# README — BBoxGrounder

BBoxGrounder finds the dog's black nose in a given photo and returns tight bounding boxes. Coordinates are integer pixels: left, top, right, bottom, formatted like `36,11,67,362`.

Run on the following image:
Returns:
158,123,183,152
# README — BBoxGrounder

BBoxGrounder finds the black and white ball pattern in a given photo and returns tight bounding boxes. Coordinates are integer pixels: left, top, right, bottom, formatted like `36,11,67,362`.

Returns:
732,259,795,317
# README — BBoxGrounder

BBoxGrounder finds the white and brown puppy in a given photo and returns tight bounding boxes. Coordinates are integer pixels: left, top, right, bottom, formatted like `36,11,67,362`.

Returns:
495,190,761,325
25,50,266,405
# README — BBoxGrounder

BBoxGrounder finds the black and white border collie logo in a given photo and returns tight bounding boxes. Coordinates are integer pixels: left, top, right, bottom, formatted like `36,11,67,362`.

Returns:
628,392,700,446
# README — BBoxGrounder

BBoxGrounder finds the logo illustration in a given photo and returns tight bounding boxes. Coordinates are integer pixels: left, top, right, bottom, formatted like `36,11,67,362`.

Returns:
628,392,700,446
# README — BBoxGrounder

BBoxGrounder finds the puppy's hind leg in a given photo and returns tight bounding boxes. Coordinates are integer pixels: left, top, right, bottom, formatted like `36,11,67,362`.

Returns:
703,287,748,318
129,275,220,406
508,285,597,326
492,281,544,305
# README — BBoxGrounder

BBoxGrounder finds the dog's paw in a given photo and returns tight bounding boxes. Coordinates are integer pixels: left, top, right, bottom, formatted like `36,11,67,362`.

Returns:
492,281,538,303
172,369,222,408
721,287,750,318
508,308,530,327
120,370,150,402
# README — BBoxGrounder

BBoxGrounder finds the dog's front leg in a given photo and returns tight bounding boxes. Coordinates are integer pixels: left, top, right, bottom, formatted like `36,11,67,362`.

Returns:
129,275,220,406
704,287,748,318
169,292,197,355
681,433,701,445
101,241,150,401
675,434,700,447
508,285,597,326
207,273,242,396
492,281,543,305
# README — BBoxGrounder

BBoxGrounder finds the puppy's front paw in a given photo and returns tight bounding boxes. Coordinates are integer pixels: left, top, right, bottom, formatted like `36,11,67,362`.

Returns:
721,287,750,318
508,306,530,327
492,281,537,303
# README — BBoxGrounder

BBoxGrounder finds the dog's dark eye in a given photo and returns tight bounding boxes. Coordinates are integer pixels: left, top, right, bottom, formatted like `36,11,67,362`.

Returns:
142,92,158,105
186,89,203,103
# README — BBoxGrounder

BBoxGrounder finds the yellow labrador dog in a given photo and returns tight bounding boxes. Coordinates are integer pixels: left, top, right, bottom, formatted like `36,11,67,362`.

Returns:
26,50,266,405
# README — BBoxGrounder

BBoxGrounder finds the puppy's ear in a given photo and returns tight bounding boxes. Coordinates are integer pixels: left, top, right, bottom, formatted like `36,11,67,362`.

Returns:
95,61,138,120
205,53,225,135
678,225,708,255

-=-=-=-=-

Convert every line of the data above into a JSON array of strings, one string per line, omitting blank lines.

[
  "# README — BBoxGrounder",
  "BBoxGrounder finds the dog's black nose in a given photo and returns tight bounding boxes. Coordinates are integer pixels: left, top, right, bottom, formatted like `36,11,67,362`.",
  "Run on the following image:",
  "Returns:",
  "158,123,183,152",
  "# README — BBoxGrounder",
  "BBoxGrounder finds the black and white ball pattern in a given photo and returns tight bounding boxes. Coordinates are integer pixels: left, top, right, bottom, formatted like `36,11,67,362`.",
  "Returns:",
  "732,259,795,317",
  "# README — BBoxGrounder",
  "BBoxGrounder finds the white and brown puppy in a given photo and returns tight bounding boxes. Coordinates are integer pixels: left, top, right, bottom, formatted like `36,11,67,362`.",
  "Returns:",
  "495,190,761,325",
  "25,50,266,405",
  "# README — BBoxGrounder",
  "BBoxGrounder finds the black and white border collie logo in a given photo and returns tight bounding boxes. Coordinates are integer pixels: left, top, right, bottom, formatted like `36,11,67,362`.",
  "Returns:",
  "628,392,700,446",
  "# README — BBoxGrounder",
  "BBoxGrounder finds the logo illustration in a given photo and returns tight bounding boxes. Coordinates are integer pixels: left, top, right, bottom, formatted like `36,11,67,362`.",
  "Returns:",
  "628,392,700,446",
  "# README — BBoxGrounder",
  "BBoxGrounder finds the puppy's hind leg in a given photo and returns tight bounding boxes. Coordinates are integer pixels: left, top, right, bottom, formatted like `36,11,67,362`.",
  "Returns:",
  "703,287,748,318",
  "129,275,220,406",
  "508,285,597,326",
  "492,281,544,305",
  "# README — BBoxGrounder",
  "BBoxGrounder finds the dog's paw in a given photo and returns tight bounding boxes. Coordinates are integer pixels: left, top, right, bottom, formatted like `36,11,67,362`.",
  "Returns:",
  "492,281,538,303",
  "172,369,222,408",
  "721,287,750,318",
  "508,308,530,327",
  "120,370,150,402",
  "# README — BBoxGrounder",
  "BBoxGrounder finds the dog's front leg in a given photo and returns tight bounding boxes. Coordinates are integer pixels: left, top, right, bottom, formatted like `36,11,67,362`.",
  "Returns:",
  "129,275,220,406",
  "704,287,748,318",
  "169,292,197,355",
  "681,433,701,445",
  "101,241,150,401",
  "675,434,700,447",
  "508,285,597,326",
  "207,273,242,396",
  "492,281,543,305",
  "# README — BBoxGrounder",
  "BBoxGrounder finds the puppy's front paw in a given photo and returns tight bounding boxes. Coordinates are integer pixels: left, top, right, bottom, formatted like `36,11,67,362`.",
  "Returns:",
  "721,287,750,318",
  "508,306,530,327",
  "492,281,537,303",
  "# README — BBoxGrounder",
  "BBoxGrounder finds the dog's dark eye in a given photo and returns tight bounding boxes. Coordinates are integer pixels: left, top, right, bottom, formatted like `36,11,67,362`.",
  "Returns:",
  "142,92,158,105",
  "186,89,203,103",
  "# README — BBoxGrounder",
  "BBoxGrounder finds the yellow labrador dog in a given photo and returns tight bounding boxes. Coordinates are integer pixels: left, top, right, bottom, formatted like `36,11,67,362`.",
  "Returns:",
  "26,50,266,405",
  "# README — BBoxGrounder",
  "BBoxGrounder finds the puppy's ear in a given photo and returns tight bounding boxes. Coordinates are integer pixels: left, top, right, bottom, formatted like `36,11,67,362`.",
  "Returns:",
  "95,61,138,120",
  "205,53,225,135",
  "678,225,708,255"
]